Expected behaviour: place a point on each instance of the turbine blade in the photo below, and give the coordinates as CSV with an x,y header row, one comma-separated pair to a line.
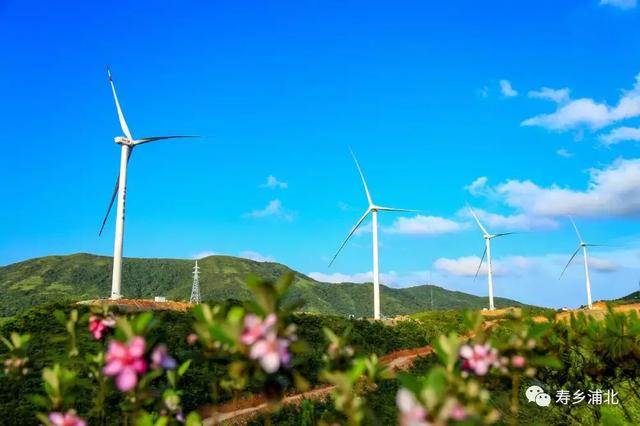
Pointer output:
x,y
364,182
576,228
159,138
350,234
477,220
113,198
393,209
484,253
567,265
503,234
123,123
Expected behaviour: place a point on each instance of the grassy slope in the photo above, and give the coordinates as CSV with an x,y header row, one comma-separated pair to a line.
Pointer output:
x,y
86,276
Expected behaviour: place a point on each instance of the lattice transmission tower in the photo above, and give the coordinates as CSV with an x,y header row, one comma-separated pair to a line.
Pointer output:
x,y
195,288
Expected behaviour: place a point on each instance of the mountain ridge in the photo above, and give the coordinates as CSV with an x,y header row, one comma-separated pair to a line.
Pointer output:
x,y
88,276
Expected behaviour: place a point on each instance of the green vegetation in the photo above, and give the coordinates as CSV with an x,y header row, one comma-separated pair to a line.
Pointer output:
x,y
86,276
48,345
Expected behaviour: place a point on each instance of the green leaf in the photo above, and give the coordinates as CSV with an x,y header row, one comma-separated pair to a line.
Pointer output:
x,y
193,419
236,314
142,321
60,316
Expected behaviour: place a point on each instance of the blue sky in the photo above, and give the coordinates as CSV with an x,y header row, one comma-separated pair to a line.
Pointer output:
x,y
529,112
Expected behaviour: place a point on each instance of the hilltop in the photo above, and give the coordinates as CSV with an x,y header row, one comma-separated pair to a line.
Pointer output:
x,y
87,276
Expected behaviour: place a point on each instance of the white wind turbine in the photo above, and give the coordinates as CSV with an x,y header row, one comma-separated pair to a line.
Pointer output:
x,y
128,143
373,209
487,252
582,245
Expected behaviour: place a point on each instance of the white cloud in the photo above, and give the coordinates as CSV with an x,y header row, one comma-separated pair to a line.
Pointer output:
x,y
391,278
344,206
273,182
621,134
423,225
562,152
613,191
587,112
506,89
478,186
254,255
602,265
622,4
520,221
202,254
555,95
274,208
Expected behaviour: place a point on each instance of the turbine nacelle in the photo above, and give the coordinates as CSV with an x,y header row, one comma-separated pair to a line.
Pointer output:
x,y
121,140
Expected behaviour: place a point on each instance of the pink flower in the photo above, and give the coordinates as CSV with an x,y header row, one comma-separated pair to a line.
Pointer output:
x,y
271,352
411,412
160,358
478,358
458,413
518,361
98,325
125,362
255,328
67,419
192,339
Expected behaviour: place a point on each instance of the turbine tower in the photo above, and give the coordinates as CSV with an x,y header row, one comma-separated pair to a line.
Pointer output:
x,y
195,288
487,252
128,143
582,245
373,209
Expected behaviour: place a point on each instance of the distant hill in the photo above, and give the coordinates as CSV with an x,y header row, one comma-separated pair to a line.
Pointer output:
x,y
86,276
630,298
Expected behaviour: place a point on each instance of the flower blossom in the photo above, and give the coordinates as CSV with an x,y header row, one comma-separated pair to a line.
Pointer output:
x,y
192,339
125,361
160,358
478,358
66,419
518,361
271,352
98,325
411,412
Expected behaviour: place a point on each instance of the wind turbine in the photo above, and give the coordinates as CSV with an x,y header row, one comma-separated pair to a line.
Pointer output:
x,y
487,252
128,143
373,209
582,245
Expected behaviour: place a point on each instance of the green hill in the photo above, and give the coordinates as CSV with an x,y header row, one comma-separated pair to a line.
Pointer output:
============
-- WHAT TO WORK ON --
Copy out each line of the records where the word "flower" appears.

-- REPLY --
Expected behaviour: place a point on each instance of the pink flower in the photo above, and give the coordinates as CSV with an x,y header row, one comma-separated pair to a line.
Expected behaviour: place a point on each instance of the flower blossom in the photo above, and give the coordinates as CSV with an x,y header row, one comma-separated pair to a line.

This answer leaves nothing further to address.